§ TASK: Will you restate verbatim the lines running from the line with "parking line and record the pixel coordinates." to the end of the data, leaving out everything else?

§ DATA EXTRACT:
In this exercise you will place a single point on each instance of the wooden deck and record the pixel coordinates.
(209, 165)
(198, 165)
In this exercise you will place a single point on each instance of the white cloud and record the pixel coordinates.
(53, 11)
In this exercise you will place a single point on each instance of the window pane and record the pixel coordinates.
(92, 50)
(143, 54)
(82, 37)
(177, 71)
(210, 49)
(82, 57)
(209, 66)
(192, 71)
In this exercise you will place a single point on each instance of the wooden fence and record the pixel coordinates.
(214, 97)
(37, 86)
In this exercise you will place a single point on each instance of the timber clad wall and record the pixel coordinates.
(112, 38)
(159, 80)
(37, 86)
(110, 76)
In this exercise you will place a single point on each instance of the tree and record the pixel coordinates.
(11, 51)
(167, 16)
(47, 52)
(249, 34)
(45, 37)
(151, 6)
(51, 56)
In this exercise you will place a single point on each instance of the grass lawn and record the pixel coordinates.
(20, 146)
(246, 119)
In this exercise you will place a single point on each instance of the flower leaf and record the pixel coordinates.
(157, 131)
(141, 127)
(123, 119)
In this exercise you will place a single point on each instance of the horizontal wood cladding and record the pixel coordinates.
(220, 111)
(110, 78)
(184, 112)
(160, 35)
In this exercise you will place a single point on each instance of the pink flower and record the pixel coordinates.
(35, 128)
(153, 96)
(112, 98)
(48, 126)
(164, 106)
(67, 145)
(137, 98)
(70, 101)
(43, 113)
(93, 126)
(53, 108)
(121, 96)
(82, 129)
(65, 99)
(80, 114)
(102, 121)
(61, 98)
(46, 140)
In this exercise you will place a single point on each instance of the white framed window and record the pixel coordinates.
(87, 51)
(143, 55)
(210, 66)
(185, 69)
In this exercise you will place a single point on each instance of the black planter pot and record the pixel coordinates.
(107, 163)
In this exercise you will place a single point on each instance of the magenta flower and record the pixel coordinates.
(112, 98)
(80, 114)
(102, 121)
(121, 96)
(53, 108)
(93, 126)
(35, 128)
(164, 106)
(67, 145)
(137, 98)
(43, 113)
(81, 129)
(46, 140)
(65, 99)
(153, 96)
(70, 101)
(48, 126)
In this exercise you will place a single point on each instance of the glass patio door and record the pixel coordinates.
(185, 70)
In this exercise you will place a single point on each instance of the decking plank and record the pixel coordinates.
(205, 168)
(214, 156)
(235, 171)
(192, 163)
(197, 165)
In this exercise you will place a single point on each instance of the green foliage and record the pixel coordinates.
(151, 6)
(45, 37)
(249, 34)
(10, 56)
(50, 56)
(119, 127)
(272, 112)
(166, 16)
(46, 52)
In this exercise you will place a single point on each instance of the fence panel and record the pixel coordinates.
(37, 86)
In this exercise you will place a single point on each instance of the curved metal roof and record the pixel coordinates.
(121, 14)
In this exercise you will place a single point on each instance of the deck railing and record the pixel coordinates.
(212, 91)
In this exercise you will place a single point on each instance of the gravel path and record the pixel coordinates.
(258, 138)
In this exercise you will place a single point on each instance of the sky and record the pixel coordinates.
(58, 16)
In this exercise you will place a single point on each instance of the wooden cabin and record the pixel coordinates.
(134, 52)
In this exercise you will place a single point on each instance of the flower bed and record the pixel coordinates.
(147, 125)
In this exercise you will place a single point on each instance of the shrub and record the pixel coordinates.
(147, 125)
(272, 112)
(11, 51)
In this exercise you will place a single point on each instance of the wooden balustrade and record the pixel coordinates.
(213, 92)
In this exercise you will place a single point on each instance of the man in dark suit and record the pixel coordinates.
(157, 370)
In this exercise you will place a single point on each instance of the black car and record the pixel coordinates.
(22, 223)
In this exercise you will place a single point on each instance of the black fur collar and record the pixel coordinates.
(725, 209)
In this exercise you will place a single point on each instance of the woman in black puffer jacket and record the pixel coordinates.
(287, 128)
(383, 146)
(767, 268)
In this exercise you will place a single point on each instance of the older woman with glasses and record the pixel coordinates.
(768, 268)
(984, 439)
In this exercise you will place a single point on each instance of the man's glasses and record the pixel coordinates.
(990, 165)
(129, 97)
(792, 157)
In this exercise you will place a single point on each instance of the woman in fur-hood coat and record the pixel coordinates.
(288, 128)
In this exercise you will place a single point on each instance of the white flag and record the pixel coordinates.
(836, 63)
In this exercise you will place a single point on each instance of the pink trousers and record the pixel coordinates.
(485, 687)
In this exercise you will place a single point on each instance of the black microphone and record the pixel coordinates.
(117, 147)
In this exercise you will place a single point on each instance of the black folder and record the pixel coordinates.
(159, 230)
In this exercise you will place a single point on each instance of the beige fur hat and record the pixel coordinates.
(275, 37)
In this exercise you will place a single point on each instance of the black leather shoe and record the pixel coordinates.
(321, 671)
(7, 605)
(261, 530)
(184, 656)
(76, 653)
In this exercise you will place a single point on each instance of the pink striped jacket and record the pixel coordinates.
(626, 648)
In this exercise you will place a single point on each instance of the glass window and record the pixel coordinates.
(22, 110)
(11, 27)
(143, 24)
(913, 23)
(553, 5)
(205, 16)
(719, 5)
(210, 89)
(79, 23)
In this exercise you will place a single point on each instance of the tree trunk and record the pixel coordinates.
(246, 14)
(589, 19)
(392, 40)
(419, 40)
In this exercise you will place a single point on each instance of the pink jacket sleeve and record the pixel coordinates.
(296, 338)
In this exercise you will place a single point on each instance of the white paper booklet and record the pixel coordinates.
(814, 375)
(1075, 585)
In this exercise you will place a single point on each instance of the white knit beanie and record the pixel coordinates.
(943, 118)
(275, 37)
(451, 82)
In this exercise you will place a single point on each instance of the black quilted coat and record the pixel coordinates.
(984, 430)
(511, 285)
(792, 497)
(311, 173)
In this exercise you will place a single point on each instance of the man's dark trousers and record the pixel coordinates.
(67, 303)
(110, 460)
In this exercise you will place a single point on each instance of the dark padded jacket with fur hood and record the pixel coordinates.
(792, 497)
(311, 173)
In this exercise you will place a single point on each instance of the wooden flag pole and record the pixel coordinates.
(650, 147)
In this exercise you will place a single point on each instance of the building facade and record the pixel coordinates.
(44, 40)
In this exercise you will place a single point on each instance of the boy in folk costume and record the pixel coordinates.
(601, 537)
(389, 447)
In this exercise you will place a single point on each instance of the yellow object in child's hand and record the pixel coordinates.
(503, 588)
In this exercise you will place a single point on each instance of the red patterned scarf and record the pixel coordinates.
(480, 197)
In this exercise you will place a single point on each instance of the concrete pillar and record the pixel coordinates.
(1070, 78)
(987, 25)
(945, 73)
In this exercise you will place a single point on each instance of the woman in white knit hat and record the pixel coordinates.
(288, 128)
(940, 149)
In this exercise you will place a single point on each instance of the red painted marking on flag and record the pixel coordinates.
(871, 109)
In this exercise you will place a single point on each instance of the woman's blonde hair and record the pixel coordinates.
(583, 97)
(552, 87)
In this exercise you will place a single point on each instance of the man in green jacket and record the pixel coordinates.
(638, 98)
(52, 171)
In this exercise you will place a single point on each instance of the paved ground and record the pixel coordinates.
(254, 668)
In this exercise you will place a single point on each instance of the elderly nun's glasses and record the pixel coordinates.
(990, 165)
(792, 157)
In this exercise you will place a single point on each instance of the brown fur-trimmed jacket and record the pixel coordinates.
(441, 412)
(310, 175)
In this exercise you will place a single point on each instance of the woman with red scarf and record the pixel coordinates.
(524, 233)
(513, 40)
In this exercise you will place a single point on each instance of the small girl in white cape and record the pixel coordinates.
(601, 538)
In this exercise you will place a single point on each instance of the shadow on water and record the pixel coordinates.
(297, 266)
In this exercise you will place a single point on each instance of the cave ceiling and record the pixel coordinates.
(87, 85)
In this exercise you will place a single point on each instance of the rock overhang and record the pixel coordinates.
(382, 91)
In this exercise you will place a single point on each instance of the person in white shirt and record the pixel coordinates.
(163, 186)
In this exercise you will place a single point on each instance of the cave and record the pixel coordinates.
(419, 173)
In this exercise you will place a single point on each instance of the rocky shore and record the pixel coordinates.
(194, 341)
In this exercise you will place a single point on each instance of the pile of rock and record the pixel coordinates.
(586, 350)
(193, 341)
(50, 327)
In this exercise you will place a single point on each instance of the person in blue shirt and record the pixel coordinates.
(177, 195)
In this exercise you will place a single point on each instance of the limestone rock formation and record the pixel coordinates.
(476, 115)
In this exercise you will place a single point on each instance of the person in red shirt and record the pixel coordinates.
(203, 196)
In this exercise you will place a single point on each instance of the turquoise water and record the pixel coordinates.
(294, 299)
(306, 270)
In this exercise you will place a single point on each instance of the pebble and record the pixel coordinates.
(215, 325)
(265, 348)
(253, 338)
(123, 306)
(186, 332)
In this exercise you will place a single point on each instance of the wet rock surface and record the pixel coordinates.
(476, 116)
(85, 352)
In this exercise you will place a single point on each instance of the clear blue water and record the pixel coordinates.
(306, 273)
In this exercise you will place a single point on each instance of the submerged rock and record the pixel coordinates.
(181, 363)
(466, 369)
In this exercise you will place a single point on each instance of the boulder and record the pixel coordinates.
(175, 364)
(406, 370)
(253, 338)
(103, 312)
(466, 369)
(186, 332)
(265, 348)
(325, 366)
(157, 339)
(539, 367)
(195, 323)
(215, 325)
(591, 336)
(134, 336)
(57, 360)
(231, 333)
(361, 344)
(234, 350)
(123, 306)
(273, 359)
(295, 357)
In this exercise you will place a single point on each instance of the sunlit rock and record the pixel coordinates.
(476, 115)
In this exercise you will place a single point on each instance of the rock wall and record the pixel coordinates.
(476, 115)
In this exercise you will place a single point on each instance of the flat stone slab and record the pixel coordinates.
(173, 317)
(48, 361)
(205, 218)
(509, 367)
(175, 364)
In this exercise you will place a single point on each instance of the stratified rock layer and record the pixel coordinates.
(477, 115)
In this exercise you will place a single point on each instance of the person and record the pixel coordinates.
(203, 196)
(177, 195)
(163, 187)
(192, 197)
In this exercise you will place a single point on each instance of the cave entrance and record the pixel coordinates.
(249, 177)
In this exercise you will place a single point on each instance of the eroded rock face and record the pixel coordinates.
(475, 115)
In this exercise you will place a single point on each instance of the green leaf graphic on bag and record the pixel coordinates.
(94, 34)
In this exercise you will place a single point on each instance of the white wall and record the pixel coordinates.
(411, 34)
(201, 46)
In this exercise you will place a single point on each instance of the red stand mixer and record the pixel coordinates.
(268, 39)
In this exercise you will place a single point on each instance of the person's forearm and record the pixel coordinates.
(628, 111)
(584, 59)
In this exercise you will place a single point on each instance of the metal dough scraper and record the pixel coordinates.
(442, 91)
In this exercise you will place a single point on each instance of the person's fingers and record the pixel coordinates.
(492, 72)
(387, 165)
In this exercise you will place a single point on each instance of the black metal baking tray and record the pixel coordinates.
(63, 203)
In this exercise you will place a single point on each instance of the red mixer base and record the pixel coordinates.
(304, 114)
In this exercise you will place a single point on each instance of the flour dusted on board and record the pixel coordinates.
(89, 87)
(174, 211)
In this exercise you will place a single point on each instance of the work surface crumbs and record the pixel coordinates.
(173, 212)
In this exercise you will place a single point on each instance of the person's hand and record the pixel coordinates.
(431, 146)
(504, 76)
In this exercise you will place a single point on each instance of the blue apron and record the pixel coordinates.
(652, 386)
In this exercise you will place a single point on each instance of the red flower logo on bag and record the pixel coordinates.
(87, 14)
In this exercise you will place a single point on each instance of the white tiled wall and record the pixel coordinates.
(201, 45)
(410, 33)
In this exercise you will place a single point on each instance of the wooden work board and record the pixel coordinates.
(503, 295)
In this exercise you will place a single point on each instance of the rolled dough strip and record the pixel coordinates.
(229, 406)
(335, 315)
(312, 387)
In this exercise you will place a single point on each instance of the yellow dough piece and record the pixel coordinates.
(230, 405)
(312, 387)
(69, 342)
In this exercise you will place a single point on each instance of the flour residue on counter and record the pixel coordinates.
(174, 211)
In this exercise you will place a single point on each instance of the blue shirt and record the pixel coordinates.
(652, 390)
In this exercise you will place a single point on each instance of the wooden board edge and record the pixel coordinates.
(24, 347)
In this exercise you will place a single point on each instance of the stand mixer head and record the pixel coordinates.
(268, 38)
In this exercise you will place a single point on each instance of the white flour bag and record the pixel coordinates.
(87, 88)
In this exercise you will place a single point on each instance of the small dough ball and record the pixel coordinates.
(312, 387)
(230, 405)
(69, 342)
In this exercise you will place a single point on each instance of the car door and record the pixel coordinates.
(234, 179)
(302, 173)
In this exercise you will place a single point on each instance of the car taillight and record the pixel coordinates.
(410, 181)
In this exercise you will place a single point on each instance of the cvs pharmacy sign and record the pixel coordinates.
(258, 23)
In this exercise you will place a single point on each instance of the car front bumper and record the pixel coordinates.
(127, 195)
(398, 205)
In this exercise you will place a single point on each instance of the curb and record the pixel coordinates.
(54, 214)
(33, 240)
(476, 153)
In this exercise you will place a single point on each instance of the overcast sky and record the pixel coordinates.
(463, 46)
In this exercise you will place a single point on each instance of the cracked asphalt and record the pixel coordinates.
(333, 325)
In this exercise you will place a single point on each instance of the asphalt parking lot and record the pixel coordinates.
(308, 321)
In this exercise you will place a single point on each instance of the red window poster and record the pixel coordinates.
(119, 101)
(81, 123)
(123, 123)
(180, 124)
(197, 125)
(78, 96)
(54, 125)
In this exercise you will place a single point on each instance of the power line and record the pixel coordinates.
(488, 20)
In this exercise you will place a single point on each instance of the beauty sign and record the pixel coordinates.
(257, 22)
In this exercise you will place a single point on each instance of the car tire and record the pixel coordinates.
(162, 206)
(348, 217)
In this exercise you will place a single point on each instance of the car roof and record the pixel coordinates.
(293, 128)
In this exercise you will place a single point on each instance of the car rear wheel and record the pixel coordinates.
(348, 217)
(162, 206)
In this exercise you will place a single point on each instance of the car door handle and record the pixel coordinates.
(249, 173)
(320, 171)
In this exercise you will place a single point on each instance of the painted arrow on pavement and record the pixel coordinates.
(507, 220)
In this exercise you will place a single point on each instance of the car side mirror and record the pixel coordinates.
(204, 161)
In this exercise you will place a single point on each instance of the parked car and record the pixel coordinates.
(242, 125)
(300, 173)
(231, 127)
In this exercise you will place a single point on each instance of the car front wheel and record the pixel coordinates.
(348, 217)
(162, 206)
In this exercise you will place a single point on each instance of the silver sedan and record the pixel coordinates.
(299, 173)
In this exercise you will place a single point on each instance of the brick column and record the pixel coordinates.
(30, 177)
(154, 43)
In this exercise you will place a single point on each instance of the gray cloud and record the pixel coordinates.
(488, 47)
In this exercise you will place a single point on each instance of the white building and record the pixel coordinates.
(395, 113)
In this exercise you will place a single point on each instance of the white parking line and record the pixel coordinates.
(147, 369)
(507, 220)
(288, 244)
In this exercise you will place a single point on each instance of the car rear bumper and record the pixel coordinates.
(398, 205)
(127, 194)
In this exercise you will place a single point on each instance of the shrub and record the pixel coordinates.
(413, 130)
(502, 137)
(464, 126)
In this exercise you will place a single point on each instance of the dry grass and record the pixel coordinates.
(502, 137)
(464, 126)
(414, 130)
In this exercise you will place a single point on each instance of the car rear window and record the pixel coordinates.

§ EXERCISE ANSWER:
In this exercise you will place a single point on each instance of the white parking line and record the pixel coordinates.
(147, 369)
(507, 220)
(288, 244)
In this exercise you will place a single point on each instance of the car rear bumper and record the pixel coordinates.
(398, 205)
(127, 194)
In this exercise you will place a single point on each instance of the shrub and record the pixel coordinates.
(413, 130)
(502, 137)
(464, 126)
In this exercise you will place a single point on each instance of the dry grass and record the pixel coordinates.
(502, 137)
(464, 126)
(414, 130)
In this exercise you will place a single point on each instance of the car rear window and record the pixel coordinates.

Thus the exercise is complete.